◆ Geciteerde passage ◆

##########

Serge Muyters, korpschef

Secretaris

Sven Cauwelier, algemeen directeur

Voorzitter

Bart De Wever, burgemeester
2021_CBS_03977 - Omgevingsvergunning - OMV_2021039903. Grotesteenweg 173. District Berchem - Weigering 2021_CBS_03977 - Omgevingsvergunning - OMV_2021039903. Grotesteenweg 173. District Berchem - Weigering

Motivering

Regelgeving: bevoegdheid

Conform artikel 15 van het Omgevingsvergunningsdecreet is het college van burgemeester en schepenen voor zijn ambtsgebied in eerste administratieve aanleg bevoegd voor volgende aanvragen van:

 

  1. de gemeentelijke projecten;
  2. andere gevallen dan deze waarvoor de Vlaamse regering of de deputatie bevoegd is.

##########

◆ Aangeleverde gegevens ◆
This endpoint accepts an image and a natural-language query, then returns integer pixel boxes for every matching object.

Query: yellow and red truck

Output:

##########

◆ Jouw taak ◆
Schrijf het besluit over de omgevingsvergunning voor Grotesteenweg 173 verder, aansluitend op de laatste zin ervan.

◆ Resultaat taak ◆
Aanleiding en context

Er werd een aanvraag voor een omgevingsvergunning ingediend bij het college van burgemeester en schepenen, die behandeld wordt volgens de vereenvoudigde procedure van het Omgevingsvergunningendecreet.

 

Projectnummer:

OMV_2021039903

Gegevens van de aanvrager:

Fouad El Idrissi met als adres Wapenstilstandlaan 65 te 2600 Antwerpen

Ligging van het project:

Grotesteenweg 173 te 2600 Antwerpen

Kadastrale gegevens:

afdeling 23 sectie B nrs. 0 en 608G

Vergunningsplichten:

Stedenbouwkundige handelingen

Voorwerp van de aanvraag:

regulariseren van wijzigingen aan een meergezinswoning en vermeerderen van de entiteiten van 4 naar 5

 

Omschrijving stedenbouwkundige handelingen

 

Relevante voorgeschiedenis

-          14/08/2019: proces-verbaal (11002_2019_10070_VPV) voor het uitvoeren van werken zonder voorafgaandelijke schriftelijke omgevingsvergunning;

-          08/07/2011: vergunning (20112193) voor het afbreken van een bestaande woning en het bouwen van een meergezinswoning.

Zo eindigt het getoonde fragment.